[Items from a dataset]
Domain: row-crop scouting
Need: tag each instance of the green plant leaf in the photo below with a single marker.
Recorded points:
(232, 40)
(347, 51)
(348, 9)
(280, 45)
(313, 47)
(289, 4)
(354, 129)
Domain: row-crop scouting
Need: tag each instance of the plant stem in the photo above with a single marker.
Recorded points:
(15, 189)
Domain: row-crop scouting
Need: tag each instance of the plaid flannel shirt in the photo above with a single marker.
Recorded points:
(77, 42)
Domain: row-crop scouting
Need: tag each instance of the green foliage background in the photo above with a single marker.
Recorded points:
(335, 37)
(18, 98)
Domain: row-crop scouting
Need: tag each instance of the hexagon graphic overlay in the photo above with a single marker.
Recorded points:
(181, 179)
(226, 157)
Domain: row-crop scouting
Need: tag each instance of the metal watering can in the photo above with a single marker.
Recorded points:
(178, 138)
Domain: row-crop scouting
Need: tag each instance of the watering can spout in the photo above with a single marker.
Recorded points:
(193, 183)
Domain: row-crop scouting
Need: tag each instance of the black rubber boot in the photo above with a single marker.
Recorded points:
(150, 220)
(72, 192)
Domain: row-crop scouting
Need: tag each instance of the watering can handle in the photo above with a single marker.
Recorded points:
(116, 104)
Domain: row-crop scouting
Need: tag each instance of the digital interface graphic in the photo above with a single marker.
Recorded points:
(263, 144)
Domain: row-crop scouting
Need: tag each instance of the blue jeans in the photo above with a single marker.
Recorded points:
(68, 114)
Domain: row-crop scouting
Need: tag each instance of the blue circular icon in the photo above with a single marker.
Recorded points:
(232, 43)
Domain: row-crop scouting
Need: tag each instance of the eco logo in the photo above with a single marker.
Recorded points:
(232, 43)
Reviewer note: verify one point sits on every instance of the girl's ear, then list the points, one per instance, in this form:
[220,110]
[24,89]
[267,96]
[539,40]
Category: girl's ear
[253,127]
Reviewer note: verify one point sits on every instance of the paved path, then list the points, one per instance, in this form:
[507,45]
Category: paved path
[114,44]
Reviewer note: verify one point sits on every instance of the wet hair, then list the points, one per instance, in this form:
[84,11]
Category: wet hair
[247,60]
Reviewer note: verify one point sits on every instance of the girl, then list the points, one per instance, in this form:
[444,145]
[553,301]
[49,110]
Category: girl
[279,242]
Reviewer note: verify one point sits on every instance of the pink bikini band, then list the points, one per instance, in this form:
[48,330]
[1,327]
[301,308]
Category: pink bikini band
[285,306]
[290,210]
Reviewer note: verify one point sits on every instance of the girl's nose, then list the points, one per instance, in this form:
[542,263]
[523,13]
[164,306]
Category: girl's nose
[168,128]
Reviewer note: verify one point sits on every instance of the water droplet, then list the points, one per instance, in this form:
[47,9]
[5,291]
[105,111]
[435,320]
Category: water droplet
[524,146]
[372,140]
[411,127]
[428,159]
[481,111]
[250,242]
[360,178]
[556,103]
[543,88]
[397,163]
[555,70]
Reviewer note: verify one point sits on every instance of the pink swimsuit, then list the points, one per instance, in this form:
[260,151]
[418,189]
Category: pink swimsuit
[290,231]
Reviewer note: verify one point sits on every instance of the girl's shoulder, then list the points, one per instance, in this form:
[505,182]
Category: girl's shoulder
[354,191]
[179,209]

## ASSIGNED TASK
Could you transcribe the records in full, exactly?

## OUTPUT
Domain: row-crop scouting
Need: tag each instance of the green plant leaf in the photo below with a single marker.
Recorded points:
(232, 40)
(347, 51)
(348, 9)
(280, 45)
(313, 47)
(289, 4)
(354, 129)
Domain: row-crop scouting
Need: tag each instance of the plant stem in the photo above with a single marker.
Recorded points:
(15, 189)
Domain: row-crop scouting
Need: tag each instance of the plaid flannel shirt in the photo above with a single marker.
Recorded points:
(77, 42)
Domain: row-crop scouting
Need: tag each instance of the green foliage background in the photo above with a single marker.
Recorded points:
(335, 37)
(18, 98)
Domain: row-crop scouting
Need: tag each instance of the hexagon graphic overlay in the photo above with a single marker.
Recorded points:
(181, 179)
(226, 157)
Domain: row-crop scouting
Need: tag each instance of the metal watering can in the photo above with a single marker.
Recorded points:
(178, 138)
Domain: row-crop scouting
Need: tag each instance of the watering can spout in the photo above with a single marker.
Recorded points:
(193, 183)
Domain: row-crop scouting
Need: tag each instance of the black rubber boot in the photo above with a single marker.
Recorded points:
(150, 220)
(72, 192)
Domain: row-crop scouting
Need: tag each instance of the watering can handle in the photo above with a single marker.
Recorded points:
(116, 104)
Domain: row-crop scouting
Need: tag each instance of the digital interface graphic in the photo above with a single marker.
Recorded points:
(263, 144)
Domain: row-crop scouting
Need: tag each instance of the blue jeans in the photo above with a single marker.
Recorded points:
(68, 114)
Domain: row-crop scouting
Need: tag each instance of the blue circular icon in the photo above with a single marker.
Recorded points:
(232, 43)
Domain: row-crop scouting
Need: tag each instance of the eco logo in the photo above with a single marker.
Recorded points:
(232, 43)
Reviewer note: verify one point sits on every instance of the girl's ear, then list the points, one per instance, in this form:
[220,110]
[24,89]
[267,96]
[539,40]
Category: girl's ear
[253,127]
Reviewer note: verify one point sits on every instance of the paved path, then list the points, one per instance, in this form:
[507,45]
Category: paved path
[114,44]
Reviewer note: verify one point sits on every instance of the wet hair, then list the points, one per instance, in this form:
[84,11]
Category: wet hair
[247,60]
Reviewer note: verify one point sits on every instance of the girl, then list the points, one per instance, in this form:
[444,145]
[553,301]
[49,110]
Category: girl
[279,242]
Reviewer note: verify one point sits on every instance of the pink bikini band, then list the points, one per instance, in this form:
[48,330]
[1,327]
[301,308]
Category: pink bikini band
[285,306]
[290,210]
Reviewer note: verify one point sits on every instance of the girl's nose, then list the points, one per instance, in this form:
[542,263]
[523,13]
[164,306]
Category: girl's nose
[168,128]
Reviewer note: verify one point sits on every instance of the water droplet, then list the points, one per instance, in this form:
[47,9]
[5,291]
[105,111]
[435,320]
Category: water droplet
[524,146]
[372,140]
[411,127]
[428,159]
[481,111]
[250,242]
[360,178]
[556,103]
[543,88]
[397,163]
[555,70]
Reviewer note: verify one point sits on every instance of the pink swimsuit, then list the points, one per instance, in this form:
[260,151]
[418,189]
Category: pink swimsuit
[290,231]
Reviewer note: verify one point sits on every instance of the girl's shoulder, then list the points, one per instance, in this form:
[505,182]
Category: girl's shoulder
[354,191]
[179,209]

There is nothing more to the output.